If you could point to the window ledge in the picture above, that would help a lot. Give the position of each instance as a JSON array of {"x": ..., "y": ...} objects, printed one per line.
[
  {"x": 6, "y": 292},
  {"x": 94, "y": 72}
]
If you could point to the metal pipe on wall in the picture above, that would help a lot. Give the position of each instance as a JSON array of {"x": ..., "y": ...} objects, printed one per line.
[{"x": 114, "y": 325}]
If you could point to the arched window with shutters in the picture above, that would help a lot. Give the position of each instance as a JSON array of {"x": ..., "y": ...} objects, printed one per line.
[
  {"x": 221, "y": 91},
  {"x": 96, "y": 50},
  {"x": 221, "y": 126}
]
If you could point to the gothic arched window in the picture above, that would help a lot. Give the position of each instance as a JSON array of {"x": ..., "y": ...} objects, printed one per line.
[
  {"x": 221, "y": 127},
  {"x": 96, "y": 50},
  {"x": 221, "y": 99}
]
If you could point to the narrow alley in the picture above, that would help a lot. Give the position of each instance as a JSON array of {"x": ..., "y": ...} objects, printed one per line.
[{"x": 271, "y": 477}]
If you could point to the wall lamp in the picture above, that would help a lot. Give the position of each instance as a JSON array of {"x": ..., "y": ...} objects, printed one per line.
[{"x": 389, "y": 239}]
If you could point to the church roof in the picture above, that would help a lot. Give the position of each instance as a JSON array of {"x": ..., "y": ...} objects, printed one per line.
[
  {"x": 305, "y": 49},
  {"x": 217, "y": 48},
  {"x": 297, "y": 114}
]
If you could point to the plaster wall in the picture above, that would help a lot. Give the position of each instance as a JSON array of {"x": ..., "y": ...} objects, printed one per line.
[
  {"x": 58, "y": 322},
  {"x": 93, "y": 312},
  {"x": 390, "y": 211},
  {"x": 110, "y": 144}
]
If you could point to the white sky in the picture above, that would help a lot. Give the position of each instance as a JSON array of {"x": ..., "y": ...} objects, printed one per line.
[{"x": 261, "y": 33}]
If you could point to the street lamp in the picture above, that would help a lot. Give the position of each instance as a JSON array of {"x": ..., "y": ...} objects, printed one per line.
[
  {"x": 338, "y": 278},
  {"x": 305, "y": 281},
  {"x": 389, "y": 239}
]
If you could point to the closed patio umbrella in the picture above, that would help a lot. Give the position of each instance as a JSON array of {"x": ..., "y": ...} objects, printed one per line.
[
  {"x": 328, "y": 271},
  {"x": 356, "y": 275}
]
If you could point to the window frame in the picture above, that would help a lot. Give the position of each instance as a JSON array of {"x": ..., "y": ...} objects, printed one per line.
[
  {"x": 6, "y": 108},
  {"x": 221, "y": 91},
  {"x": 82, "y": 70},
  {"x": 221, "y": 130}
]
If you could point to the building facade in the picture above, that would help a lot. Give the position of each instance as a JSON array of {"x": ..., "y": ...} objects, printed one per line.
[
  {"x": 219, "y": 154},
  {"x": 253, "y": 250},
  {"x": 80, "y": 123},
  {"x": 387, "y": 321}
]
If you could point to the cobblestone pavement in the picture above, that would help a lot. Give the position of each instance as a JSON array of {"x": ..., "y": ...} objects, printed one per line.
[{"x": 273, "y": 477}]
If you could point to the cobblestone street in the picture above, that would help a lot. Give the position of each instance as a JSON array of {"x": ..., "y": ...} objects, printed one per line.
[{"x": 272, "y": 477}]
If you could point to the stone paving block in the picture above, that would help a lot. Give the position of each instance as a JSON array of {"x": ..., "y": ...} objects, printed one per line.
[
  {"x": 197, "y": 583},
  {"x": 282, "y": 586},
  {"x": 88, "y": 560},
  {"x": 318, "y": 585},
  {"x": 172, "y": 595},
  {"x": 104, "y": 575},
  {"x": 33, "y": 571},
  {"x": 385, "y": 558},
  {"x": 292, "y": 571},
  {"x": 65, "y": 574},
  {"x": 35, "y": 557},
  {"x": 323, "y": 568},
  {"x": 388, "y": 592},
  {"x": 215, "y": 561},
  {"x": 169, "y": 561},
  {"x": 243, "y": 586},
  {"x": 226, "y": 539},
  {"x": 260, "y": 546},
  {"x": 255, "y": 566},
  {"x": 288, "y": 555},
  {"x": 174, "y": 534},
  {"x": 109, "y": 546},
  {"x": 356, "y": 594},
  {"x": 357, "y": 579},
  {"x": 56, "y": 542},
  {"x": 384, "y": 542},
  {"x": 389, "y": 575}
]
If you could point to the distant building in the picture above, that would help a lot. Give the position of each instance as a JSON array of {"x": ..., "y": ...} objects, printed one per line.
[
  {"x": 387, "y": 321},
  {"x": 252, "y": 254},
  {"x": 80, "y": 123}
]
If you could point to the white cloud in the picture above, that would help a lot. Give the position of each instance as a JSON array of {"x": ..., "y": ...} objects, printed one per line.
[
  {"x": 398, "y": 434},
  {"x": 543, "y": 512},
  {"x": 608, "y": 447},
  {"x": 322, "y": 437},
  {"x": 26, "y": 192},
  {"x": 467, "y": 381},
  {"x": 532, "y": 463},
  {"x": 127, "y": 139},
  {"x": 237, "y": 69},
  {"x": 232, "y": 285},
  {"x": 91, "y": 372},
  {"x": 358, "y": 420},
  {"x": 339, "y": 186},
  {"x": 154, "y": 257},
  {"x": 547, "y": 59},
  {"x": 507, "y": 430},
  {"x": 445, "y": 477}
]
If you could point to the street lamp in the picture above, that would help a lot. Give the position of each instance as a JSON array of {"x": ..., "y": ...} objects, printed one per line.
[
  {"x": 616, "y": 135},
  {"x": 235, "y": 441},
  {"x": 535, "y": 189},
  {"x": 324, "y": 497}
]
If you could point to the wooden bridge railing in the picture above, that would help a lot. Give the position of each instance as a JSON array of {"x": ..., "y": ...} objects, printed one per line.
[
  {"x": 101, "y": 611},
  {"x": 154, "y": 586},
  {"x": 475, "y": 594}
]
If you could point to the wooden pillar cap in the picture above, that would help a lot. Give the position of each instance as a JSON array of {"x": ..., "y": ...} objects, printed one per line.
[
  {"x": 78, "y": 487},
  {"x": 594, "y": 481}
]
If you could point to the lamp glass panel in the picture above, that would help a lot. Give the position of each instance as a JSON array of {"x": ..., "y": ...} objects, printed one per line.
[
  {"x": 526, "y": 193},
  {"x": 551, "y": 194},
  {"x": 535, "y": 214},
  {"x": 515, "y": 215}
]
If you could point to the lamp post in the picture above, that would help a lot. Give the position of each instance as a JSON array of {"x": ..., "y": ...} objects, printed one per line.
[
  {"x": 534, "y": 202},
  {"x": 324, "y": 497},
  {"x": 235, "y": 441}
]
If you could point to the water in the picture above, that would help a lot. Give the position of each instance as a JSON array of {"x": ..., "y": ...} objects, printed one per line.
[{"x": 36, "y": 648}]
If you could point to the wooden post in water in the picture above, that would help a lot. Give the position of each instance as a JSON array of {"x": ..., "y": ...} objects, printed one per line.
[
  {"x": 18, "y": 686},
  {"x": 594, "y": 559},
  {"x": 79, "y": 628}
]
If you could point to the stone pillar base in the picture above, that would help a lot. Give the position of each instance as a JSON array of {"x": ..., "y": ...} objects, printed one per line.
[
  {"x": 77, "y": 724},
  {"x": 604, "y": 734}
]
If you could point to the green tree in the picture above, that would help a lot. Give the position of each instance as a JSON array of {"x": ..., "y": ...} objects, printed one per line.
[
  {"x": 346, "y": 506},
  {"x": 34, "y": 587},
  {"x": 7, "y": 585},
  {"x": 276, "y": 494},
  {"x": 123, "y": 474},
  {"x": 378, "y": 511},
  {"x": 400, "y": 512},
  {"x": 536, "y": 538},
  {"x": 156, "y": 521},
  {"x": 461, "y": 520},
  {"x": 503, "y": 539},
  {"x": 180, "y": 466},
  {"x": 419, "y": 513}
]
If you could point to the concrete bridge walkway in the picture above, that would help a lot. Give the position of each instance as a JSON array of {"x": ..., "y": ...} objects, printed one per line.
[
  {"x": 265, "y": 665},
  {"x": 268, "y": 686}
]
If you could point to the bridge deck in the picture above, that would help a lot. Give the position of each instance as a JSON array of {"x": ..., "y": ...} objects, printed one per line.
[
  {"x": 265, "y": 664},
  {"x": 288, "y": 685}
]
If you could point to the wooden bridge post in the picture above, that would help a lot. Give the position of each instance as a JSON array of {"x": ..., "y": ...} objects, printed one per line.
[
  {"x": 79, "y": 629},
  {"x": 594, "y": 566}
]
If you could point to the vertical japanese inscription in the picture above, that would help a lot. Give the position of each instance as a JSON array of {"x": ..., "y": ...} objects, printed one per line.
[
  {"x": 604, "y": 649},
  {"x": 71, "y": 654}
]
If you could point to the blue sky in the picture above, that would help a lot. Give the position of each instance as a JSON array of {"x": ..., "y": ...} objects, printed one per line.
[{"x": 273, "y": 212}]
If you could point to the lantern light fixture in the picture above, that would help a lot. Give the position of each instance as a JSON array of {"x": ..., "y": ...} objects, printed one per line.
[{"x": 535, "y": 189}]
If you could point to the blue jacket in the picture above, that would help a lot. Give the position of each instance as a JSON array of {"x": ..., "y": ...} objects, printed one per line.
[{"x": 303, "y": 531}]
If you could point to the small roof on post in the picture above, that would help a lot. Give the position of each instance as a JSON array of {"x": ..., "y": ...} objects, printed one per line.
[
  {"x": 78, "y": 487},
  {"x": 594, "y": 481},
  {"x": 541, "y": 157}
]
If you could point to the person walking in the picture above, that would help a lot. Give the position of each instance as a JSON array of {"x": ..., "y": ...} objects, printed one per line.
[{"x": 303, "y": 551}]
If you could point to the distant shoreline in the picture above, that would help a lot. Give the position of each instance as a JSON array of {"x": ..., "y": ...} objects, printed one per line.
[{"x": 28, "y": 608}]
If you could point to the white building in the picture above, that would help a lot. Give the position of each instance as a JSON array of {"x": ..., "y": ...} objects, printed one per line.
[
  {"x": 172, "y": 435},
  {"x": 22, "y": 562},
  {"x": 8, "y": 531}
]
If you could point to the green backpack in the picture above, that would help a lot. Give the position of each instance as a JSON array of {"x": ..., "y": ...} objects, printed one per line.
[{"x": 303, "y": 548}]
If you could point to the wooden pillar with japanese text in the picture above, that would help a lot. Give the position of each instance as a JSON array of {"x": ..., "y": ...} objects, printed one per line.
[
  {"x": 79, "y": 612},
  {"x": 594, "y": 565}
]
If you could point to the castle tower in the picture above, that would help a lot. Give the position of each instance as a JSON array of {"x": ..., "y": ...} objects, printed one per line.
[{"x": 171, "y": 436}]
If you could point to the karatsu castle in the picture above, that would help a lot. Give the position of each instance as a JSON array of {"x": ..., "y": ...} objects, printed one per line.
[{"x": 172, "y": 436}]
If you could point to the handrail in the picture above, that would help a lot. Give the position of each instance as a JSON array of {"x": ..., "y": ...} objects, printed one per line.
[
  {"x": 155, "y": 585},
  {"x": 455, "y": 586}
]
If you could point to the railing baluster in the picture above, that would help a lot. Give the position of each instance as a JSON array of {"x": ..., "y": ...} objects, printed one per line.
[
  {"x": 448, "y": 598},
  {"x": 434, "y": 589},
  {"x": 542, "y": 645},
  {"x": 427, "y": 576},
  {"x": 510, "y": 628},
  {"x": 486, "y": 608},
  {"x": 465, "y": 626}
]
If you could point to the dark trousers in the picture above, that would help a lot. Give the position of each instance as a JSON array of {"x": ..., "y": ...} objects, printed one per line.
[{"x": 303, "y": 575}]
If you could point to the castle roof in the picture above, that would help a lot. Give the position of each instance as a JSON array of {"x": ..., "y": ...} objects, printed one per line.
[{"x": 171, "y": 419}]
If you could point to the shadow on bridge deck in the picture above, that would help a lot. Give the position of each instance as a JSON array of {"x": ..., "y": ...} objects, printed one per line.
————
Task requirements: Please edit the records from the line containing "If you could point to the handrail" through the end of the records, replacing "dark trousers" with "black trousers" and leaving everything else unchanged. Give back only those lines.

Output for this exercise:
If you could point to the handrail in the picture above, that would help a lot. Give the position of each instance as a JSON array of {"x": ..., "y": ...} objects, printed one per line.
[
  {"x": 155, "y": 585},
  {"x": 455, "y": 586}
]
If you could point to the railing baluster in the picture above, that would help a lot. Give the position of each instance as a JSON array of {"x": ..., "y": ...} objects, printed one per line.
[
  {"x": 448, "y": 598},
  {"x": 434, "y": 589},
  {"x": 542, "y": 645},
  {"x": 427, "y": 576},
  {"x": 510, "y": 628},
  {"x": 486, "y": 608},
  {"x": 465, "y": 626}
]
If you could point to the black trousers in the picture above, that would help a lot. Give the position of each instance as a JSON array of {"x": ..., "y": ...} objects, printed one per line.
[{"x": 303, "y": 575}]
If you could point to the castle roof in the picture above, that would help a lot. Give the position of each instance as a JSON array of {"x": ..., "y": ...} objects, printed one per line.
[{"x": 171, "y": 419}]
If you could point to the shadow on bridge deck in the picture above, that would help a lot. Give the position of each instance as a JSON array of {"x": ..., "y": ...} objects, printed one per line.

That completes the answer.